### What you need to do
Start at the line that contains "row: gray blazer" in the listing below and extract every line through the last, exactly; leave pictures out.

[Items from a dataset]
** Start **

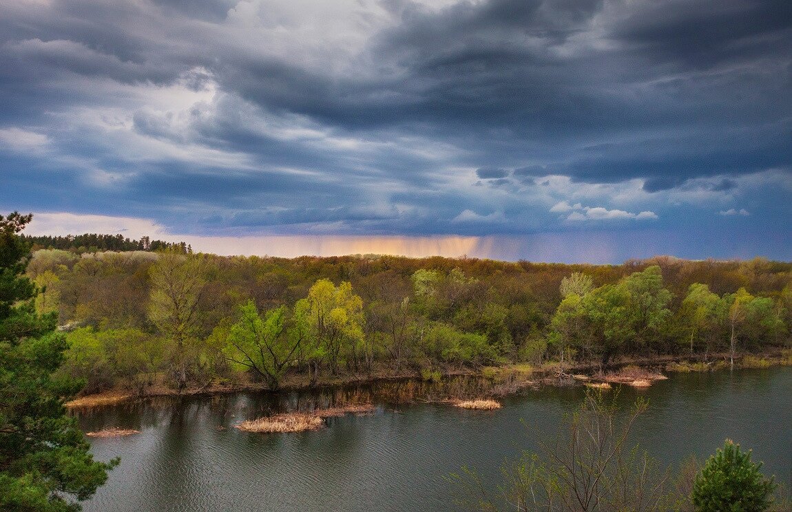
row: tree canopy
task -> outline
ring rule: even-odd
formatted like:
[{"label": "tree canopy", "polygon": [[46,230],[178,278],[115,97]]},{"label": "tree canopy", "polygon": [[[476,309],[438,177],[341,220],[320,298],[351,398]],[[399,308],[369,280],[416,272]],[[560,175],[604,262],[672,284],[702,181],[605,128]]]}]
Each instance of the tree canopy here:
[{"label": "tree canopy", "polygon": [[0,215],[0,510],[78,510],[116,462],[93,461],[63,400],[82,386],[53,378],[68,347],[55,313],[36,313],[36,289],[24,271],[19,236],[32,218]]}]

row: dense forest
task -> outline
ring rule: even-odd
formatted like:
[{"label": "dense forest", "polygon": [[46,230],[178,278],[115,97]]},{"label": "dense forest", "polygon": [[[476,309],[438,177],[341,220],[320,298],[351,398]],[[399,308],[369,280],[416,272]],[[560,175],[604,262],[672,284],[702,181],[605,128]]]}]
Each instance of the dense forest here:
[{"label": "dense forest", "polygon": [[171,250],[181,254],[192,252],[192,248],[185,242],[167,242],[162,240],[151,240],[150,237],[141,237],[139,240],[131,239],[122,234],[104,235],[86,233],[82,235],[20,235],[34,251],[42,248],[55,248],[82,252],[98,252],[100,251],[164,251]]},{"label": "dense forest", "polygon": [[88,392],[299,376],[431,374],[514,362],[697,360],[788,347],[792,264],[621,265],[471,258],[36,251],[36,308]]}]

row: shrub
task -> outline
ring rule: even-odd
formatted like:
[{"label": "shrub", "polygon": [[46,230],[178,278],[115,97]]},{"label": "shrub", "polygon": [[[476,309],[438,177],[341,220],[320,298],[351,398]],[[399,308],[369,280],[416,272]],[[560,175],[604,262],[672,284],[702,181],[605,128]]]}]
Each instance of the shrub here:
[{"label": "shrub", "polygon": [[698,512],[761,512],[772,503],[778,487],[751,461],[751,450],[726,439],[710,457],[693,484],[693,505]]}]

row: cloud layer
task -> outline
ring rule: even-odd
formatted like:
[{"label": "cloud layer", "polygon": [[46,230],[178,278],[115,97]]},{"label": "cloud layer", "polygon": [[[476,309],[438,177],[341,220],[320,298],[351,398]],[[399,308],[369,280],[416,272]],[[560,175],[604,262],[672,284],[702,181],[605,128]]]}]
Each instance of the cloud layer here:
[{"label": "cloud layer", "polygon": [[786,0],[19,0],[0,34],[7,210],[792,259]]}]

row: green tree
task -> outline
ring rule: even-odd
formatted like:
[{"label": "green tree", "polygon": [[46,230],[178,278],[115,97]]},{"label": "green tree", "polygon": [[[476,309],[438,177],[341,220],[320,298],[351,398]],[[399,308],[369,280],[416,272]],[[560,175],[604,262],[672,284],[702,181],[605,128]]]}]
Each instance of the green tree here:
[{"label": "green tree", "polygon": [[319,279],[308,297],[297,302],[295,316],[307,326],[313,341],[308,352],[314,363],[314,380],[318,361],[326,362],[335,375],[345,354],[365,350],[363,299],[352,293],[348,281],[336,286],[329,279]]},{"label": "green tree", "polygon": [[36,313],[36,288],[23,276],[29,251],[18,233],[31,218],[0,215],[0,510],[74,511],[117,461],[93,461],[63,407],[82,385],[52,377],[67,345],[55,314]]},{"label": "green tree", "polygon": [[734,352],[737,345],[737,331],[748,319],[748,305],[755,298],[744,288],[741,288],[736,294],[728,295],[725,298],[729,304],[728,320],[731,332],[729,338],[729,355],[731,365],[733,366]]},{"label": "green tree", "polygon": [[690,332],[691,354],[693,353],[695,339],[704,338],[709,341],[711,333],[725,318],[725,303],[710,291],[710,286],[700,283],[690,286],[687,295],[682,301],[680,315],[684,328]]},{"label": "green tree", "polygon": [[201,257],[173,252],[162,254],[150,269],[149,318],[174,343],[171,366],[180,392],[198,359],[198,304],[207,284],[206,271]]},{"label": "green tree", "polygon": [[762,463],[751,461],[751,450],[726,439],[723,448],[696,475],[693,484],[693,505],[697,512],[761,512],[772,504],[778,487],[772,477],[765,478]]},{"label": "green tree", "polygon": [[565,277],[561,280],[559,286],[561,296],[564,298],[573,294],[583,297],[592,290],[594,290],[594,280],[590,275],[581,272],[573,272],[569,277]]},{"label": "green tree", "polygon": [[300,325],[288,328],[286,308],[266,312],[262,317],[253,301],[240,308],[223,349],[234,365],[255,371],[270,389],[277,389],[289,367],[297,362],[305,338]]}]

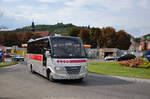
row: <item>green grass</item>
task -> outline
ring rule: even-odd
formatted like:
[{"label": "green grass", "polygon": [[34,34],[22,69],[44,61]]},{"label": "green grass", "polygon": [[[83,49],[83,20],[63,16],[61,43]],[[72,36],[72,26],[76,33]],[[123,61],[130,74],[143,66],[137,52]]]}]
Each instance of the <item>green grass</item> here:
[{"label": "green grass", "polygon": [[89,63],[88,71],[104,75],[150,79],[150,69],[126,67],[117,62]]},{"label": "green grass", "polygon": [[11,66],[17,64],[16,62],[2,62],[0,63],[0,67]]}]

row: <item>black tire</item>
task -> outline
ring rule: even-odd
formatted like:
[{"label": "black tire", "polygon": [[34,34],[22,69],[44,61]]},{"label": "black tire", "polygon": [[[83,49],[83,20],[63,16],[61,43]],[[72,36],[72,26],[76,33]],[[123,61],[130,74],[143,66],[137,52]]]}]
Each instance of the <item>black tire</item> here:
[{"label": "black tire", "polygon": [[48,69],[47,70],[47,79],[51,82],[54,82],[55,80],[53,79],[53,77],[51,76],[51,71]]}]

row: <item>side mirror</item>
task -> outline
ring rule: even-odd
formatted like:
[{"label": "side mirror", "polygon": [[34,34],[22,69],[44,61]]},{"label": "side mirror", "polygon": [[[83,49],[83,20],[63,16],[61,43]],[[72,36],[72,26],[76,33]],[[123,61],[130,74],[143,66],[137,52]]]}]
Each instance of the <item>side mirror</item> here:
[{"label": "side mirror", "polygon": [[50,53],[50,51],[45,51],[45,56],[46,56],[46,57],[49,57],[49,56],[51,56],[51,53]]}]

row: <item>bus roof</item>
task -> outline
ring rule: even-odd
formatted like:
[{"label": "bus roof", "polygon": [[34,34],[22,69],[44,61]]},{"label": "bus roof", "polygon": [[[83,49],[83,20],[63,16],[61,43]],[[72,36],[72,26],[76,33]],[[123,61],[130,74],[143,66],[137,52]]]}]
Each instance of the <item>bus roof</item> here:
[{"label": "bus roof", "polygon": [[49,37],[50,38],[79,38],[79,37],[71,37],[71,36],[46,36],[46,37],[37,38],[37,39],[30,39],[28,41],[28,43],[38,41],[38,40],[42,40],[42,39],[48,39]]}]

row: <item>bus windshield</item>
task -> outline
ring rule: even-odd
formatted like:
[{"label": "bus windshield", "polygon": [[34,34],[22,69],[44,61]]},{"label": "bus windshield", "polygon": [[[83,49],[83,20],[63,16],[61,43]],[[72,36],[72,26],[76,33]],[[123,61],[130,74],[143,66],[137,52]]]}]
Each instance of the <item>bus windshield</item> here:
[{"label": "bus windshield", "polygon": [[81,40],[70,37],[51,37],[53,57],[85,58],[86,53]]}]

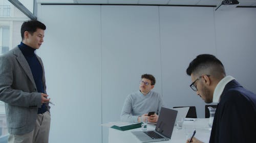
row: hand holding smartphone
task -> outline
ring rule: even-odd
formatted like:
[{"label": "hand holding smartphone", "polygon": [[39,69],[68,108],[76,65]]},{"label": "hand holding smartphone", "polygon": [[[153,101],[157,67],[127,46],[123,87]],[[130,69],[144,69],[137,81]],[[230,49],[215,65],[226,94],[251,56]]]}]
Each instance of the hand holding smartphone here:
[{"label": "hand holding smartphone", "polygon": [[147,113],[147,116],[151,116],[152,115],[154,115],[155,112],[149,112],[148,113]]}]

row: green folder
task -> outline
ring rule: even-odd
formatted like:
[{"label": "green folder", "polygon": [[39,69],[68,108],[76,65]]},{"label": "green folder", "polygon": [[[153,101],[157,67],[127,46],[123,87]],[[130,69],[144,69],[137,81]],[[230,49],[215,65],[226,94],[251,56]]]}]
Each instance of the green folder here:
[{"label": "green folder", "polygon": [[111,127],[112,128],[121,131],[126,131],[131,129],[136,129],[141,127],[141,123],[138,123],[135,124],[132,124],[130,125],[124,126],[117,126],[114,125]]}]

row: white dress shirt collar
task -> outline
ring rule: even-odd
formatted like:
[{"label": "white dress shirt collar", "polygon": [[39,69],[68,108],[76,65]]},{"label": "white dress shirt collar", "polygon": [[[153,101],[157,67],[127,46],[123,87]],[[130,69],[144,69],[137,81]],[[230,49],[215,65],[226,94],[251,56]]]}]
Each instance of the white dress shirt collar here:
[{"label": "white dress shirt collar", "polygon": [[222,79],[218,83],[215,90],[214,92],[214,97],[212,99],[212,102],[219,103],[221,99],[221,96],[223,92],[225,87],[231,80],[236,79],[233,77],[228,75]]}]

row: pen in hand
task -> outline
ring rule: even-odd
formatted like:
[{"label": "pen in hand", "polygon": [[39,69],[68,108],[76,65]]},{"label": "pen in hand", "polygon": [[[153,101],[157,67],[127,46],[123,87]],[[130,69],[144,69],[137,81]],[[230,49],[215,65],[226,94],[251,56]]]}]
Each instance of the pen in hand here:
[{"label": "pen in hand", "polygon": [[194,130],[193,132],[193,135],[192,135],[192,136],[191,137],[190,139],[189,139],[189,141],[188,142],[191,142],[191,141],[192,141],[192,138],[193,138],[194,136],[196,134],[196,130]]},{"label": "pen in hand", "polygon": [[55,105],[55,104],[54,104],[53,103],[52,103],[52,102],[51,102],[51,101],[49,101],[49,103],[50,104],[51,104],[53,105]]}]

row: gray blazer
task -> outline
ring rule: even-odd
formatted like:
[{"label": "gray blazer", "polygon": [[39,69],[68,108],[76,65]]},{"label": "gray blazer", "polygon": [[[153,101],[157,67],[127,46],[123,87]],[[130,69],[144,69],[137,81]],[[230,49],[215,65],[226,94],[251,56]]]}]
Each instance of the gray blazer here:
[{"label": "gray blazer", "polygon": [[[46,93],[44,66],[36,56],[42,66]],[[24,134],[34,129],[41,107],[41,93],[37,92],[29,64],[17,46],[0,56],[0,100],[5,102],[9,133]],[[49,103],[47,108],[49,111]]]}]

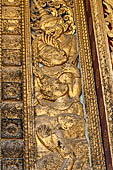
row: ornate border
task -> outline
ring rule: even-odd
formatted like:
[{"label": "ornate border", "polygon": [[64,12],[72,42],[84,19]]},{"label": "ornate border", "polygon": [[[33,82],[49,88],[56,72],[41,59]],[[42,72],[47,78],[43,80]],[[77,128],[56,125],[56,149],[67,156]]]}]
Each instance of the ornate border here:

** End **

### Answer to the exercise
row: gray blazer
task -> outline
ring rule: even-odd
formatted like:
[{"label": "gray blazer", "polygon": [[39,69],[68,108],[76,65]]},{"label": "gray blazer", "polygon": [[[153,101],[157,67],[127,46],[123,87]],[[130,69],[144,69],[137,81]],[[230,49],[215,65],[226,94],[251,56]]]}]
Each instance of the gray blazer here:
[{"label": "gray blazer", "polygon": [[[46,93],[44,66],[36,56],[42,66]],[[24,134],[34,129],[41,107],[41,93],[37,92],[29,64],[17,46],[0,56],[0,100],[5,102],[9,133]],[[49,103],[47,108],[49,111]]]}]

row: ornate border
task -> outline
ring rule: even-odd
formatted like:
[{"label": "ornate border", "polygon": [[64,12],[72,42],[84,19]]},{"label": "ornate border", "polygon": [[[33,82],[49,88],[56,72],[41,59]],[[42,72],[47,78],[43,80]],[[77,128],[56,125],[56,149],[67,156]]]}]
Each instance of the ornate border here:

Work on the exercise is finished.